Source excerpt
LONNIE: Yeah, a shrink. But he
is...helping me...to find myself.
PHILIP: I was thinking...perhaps you
and Max could have a joint session to work out
whatever's come between you.
LONNIE: I didn't think you'd noticed.
PHILIP: The doors slamming, the
silence at the dinner table? Oh...I've never seen you fight
like this.
LONNIE: Well, I'd really like to work
it out.
PHILIP: Promise me you'll consider it?
The joint session?
(Lonnie nods)
PHILIP: Ha. Oh.
(Mr. Evans leaves. Rath comes out from
his hiding place)
LONNIE: Yeah, ok. Ha. A shrink? How
whack is that, yo?
RATH: So...Max's a head case. We can
use that. "Love, Liz". Mmmm.
(Maria goes back to the UFO Center)
MARIA: What is this?
BRODY: A tip.
MARIA: $100 tip? Why?
BRODY: Honestly? It's Ben Franklin. I
can't stand lookin' at the bloke. Now, you give me 5
Andrew Jacksons any day. Look. I mean,
there's a head of hair. It's nice and thick. It's got
kinda an Elvis thing going on. The
sideburns...
MARIA: Clearly, you are a man with too
much money. Look, I don't know what you're
thinking, Mister, but Maria De Luca,
right here...not for sale. I mean, sure...no. No! Not
even for that much money.
BRODY: Then how 'bout lunch?
MARIA: Did you just ask me out on a
date?
BRODY: No! No, absolutely not.

Material for the task
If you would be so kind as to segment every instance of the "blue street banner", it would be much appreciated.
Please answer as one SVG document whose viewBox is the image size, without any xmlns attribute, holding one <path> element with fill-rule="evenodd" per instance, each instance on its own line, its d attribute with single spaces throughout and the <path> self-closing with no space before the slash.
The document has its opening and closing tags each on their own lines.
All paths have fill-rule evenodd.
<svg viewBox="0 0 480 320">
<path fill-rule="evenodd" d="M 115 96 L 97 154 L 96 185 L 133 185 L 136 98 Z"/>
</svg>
==
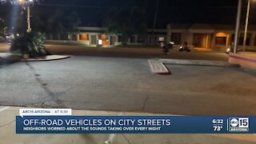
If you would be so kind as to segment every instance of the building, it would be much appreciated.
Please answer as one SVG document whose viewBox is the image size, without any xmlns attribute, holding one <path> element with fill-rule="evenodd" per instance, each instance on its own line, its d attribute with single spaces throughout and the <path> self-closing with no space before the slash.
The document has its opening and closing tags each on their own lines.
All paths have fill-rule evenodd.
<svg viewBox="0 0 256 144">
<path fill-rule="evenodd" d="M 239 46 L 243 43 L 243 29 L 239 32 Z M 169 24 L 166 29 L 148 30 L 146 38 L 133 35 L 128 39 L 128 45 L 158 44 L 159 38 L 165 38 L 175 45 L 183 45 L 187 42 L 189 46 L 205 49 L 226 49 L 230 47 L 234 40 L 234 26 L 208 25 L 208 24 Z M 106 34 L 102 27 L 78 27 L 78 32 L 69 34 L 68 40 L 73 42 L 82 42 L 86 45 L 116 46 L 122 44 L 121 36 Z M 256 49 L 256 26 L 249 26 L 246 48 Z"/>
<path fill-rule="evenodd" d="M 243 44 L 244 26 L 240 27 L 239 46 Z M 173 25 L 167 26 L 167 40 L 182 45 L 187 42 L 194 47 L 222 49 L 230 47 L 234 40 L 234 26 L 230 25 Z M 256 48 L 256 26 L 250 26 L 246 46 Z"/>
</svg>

Required actions
A – In the listing, change "building" to "tower" in everything from the line containing "building, it would be much appreciated." down to the line containing "239 46 L 243". Return only those lines, with nothing else altered.
B – Continue the script excerpt about Maria and Brody from where it stops.
The script excerpt and the listing are unrelated to each other.

Answers to the exercise
A –
If you would be so kind as to segment every instance of the tower, it would be much appreciated.
Please answer as one SVG document whose viewBox is the image size, without any xmlns attribute, holding one <path> element with fill-rule="evenodd" per instance, each instance on its own line, its d attribute with single spaces throughout and the <path> self-closing with no space before the slash.
The document has its opening and closing tags each on their own lines.
All paths have fill-rule evenodd.
<svg viewBox="0 0 256 144">
<path fill-rule="evenodd" d="M 239 46 L 243 43 L 243 29 L 239 32 Z M 169 24 L 166 29 L 148 30 L 146 38 L 133 35 L 128 39 L 128 45 L 158 44 L 159 38 L 165 38 L 175 45 L 183 45 L 187 42 L 189 46 L 205 49 L 226 49 L 230 47 L 234 40 L 234 26 L 208 25 L 208 24 Z M 106 34 L 102 27 L 78 27 L 78 32 L 69 34 L 68 40 L 73 42 L 82 42 L 86 45 L 116 46 L 122 44 L 121 36 Z M 256 49 L 256 26 L 249 26 L 246 48 Z"/>

B –
MARIA: Oh...
BRODY: But maybe the next time you
bring me a sandwich, you could bring one for
yourself and not charge me for it even
though I have too much money, but pay for it
yourself because that would make it
officially not a date. And then stay and eat it with me.
And keep me company while I'm
dateless. What do you think?
MARIA: I, um...I think you're a little
strange.
BRODY: Mm...sometimes, yeah.
(Rath finds Liz at school)
RATH: Whassup? You look tight.
LIZ: Excuse me? Did...oh, my God,
Michael! What is with your hair?
RATH: I wouldn't mind kickin' it to
ya.
LIZ: Kickin' it. Yeah.
RATH: Whaddaya say you give me a
little somethin' somethin', huh?
LIZ: Oh, my God! Get away from me!
What is going on with you?
RATH: I just thought since Maxie
wasn't around that we could, uh...
LIZ: Just stop, ok?
RATH: Ai-ight. You got me. I just...I
just wanted to see, you know, if you'd go for it, and
you...
LIZ: No. It's not gonna happen...ever.
RATH: Of course not.
(Liz starts to leave. Rath grabs her
and kisses her on the lips)
LIZ: Uhhh. Oh, my God! Eww!
(Liz hurries off to class)
RATH: Epic.
(Saturday, at the UFO Center, Max is
explaining what he's been pondering the past few
days)
MAX: So I think that the signals Brody
tracked could be connected to the dying star
somehow, and...
MICHAEL: You called us all together
here for this emergency meeting to talk about a star
that croaked?
MAX: I think it could mean something.
It's...been haunting me.
MARIA: I cancelled my performance,
Max.
MAX: I think we should be ready for
the next challenge.
(Ava, Rath, and Lonnie listen in on
the discussion from behind a grating)
RATH: Yo. He's Zan, all right. Look at
him.
LONNIE: Zan with an even bigger stick
up his ass. No wonder his bitch left him.
RATH: What a bunch of scrubs.
LONNIE: I don't know why they told all
those humans about their secrets. It's like a
freaking town meeting down there.
(Alex interrupts)
ALEX: Hey, sorry, guys. Sorry I'm
late.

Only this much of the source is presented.